──────── TRECHO FORNECIDO ────────

75           O legislador posteriormente optou por usar a expressão “considerando-se” em vez da expressão “presumindo-se”.

 

76           Ora, tal como já foi referido, e dado vários exemplos, no nosso ordenamento jurídico, nomeadamente no ordenamento jurídico tributário, as referidas expressões são frequentemente utilizadas com sentidos equivalentes, seja ao nível das presunções ilidíveis ou inilidíveis.

 

77           Assim ocorreu no artigo 3.º, n.º1 do CIUC em que se consagrou uma presunção revelada pela expressão “considerando-se” e ao contrário da posição expressa pela Autoridade Tributária, entende este Tribunal que se está perante uma mera questão semântica que não altera o conteúdo da norma em questão. 

 

78           Tendo em conta os vários elementos de interpretação expostos, todos apontam no sentido de que a expressão “considerando-se” tem um sentido equivalente à expressão “presumindo-se”, devendo assim entender-se que o artigo 3.º, n.º 1 do CIUC consagra uma presunção legal que, face ao artigo 73.º da LGT deverá ser considerada como uma presunção ilídivel, não podendo aceitar-se como pretende a Autoridade Tributária, de que os sujeitos passivos do IUC sejam somente aqueles que constam no registo automóvel como proprietários dos veículos.

──────── DADOS FORNECIDOS ────────

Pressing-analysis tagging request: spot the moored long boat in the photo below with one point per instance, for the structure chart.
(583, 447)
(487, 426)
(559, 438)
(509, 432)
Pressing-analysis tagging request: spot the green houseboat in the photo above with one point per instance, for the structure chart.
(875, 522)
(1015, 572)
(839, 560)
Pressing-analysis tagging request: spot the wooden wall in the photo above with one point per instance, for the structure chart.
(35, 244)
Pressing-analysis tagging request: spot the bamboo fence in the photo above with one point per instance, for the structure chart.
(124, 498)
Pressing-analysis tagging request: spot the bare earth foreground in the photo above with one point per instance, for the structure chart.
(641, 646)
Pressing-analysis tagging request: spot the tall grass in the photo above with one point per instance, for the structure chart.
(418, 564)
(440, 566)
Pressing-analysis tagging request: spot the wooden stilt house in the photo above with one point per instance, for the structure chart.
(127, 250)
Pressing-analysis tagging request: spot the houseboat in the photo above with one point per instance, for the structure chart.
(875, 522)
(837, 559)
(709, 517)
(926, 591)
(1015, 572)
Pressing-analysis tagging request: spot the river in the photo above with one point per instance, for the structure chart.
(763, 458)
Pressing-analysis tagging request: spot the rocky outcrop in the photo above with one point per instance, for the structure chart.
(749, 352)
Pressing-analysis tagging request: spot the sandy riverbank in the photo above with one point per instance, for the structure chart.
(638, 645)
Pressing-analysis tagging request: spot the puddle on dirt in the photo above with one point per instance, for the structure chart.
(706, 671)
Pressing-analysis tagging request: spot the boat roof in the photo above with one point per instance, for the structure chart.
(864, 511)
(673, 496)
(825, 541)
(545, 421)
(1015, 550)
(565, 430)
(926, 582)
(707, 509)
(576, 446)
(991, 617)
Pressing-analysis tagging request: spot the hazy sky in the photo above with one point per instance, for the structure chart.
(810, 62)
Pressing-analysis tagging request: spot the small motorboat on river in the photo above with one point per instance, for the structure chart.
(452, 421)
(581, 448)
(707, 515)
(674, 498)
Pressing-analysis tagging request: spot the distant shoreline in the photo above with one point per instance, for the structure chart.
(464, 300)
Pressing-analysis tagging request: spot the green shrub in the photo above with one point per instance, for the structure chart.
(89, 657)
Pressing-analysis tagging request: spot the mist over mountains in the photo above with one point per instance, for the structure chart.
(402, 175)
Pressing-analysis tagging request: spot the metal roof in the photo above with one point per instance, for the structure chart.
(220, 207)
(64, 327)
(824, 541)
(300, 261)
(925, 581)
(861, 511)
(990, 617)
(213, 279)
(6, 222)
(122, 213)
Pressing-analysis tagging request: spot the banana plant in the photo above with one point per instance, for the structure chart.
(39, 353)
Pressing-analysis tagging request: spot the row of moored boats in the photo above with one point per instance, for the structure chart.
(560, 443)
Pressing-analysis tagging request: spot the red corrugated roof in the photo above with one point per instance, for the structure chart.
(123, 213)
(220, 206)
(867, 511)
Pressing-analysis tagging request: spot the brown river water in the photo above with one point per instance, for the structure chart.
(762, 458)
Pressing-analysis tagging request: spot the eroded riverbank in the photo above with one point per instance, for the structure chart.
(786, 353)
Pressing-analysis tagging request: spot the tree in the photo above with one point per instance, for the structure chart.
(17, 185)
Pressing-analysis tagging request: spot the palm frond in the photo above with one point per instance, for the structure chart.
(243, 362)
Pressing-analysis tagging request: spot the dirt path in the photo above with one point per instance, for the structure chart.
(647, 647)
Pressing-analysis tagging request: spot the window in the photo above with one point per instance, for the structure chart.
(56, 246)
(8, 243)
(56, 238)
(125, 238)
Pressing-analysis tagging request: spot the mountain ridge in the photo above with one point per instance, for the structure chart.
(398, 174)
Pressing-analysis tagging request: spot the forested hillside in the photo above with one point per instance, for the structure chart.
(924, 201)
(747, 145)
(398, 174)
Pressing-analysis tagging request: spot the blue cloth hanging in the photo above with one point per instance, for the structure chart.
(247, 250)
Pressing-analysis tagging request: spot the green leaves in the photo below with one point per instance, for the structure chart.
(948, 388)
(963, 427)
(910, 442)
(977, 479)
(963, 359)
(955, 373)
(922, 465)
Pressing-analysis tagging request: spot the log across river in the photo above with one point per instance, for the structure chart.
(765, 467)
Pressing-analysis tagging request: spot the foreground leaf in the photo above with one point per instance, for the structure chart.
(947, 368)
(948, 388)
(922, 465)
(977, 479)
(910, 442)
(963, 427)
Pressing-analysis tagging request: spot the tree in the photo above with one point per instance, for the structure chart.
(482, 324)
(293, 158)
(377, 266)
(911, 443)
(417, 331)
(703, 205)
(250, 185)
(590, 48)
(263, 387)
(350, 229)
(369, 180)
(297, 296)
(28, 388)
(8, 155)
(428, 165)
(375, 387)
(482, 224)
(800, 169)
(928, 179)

────────

TAREFA ▸ Retome o trecho sobre a presunção do artigo 3.º, n.º 1 do CIUC e dê-lhe continuidade logo após a sua última frase.

RESPOSTA ▸
 

79           Acresce que o Decreto-Lei n.º 54/75, de 12 de Fevereiro, relativo ao registo de veículos automóveis (CRA), não prevendo qualquer norma de carácter constitutivo quanto ao registo de propriedade automóvel, se limita a estabelecer no n.º 1 do artigo 1.º que “O registo de veículos tem essencialmente por fim dar publicidade à situação jurídica dos veículos a motor e respectivos reboques, tendo em vista a segurança do comércio jurídico”

 

80           E, de acordo com o artigo 7.º do CRP aplicável supletivamente ao registo automóvel por remissão do artigo 29.º do CRA, determina que o registo apenas “(...) constitui presunção de que o direito existe e pertence ao titular inscrito, nos precisos termos em que o registo o define”.

 

81           A este propósito, o Supremo Tribunal de Justiça (STJ) pronunciou-se em Acórdãos de 19/02/2004 e 29/01/2008, proferidos nos processos n.ºs 03B4369 e 07B4528 respectivamente, concluindo que o registo definitivo constitui uma mera presunção ilidível de que o direito existe e pertence ao titular inscrito, admitindo-se, assim, prova em contrário.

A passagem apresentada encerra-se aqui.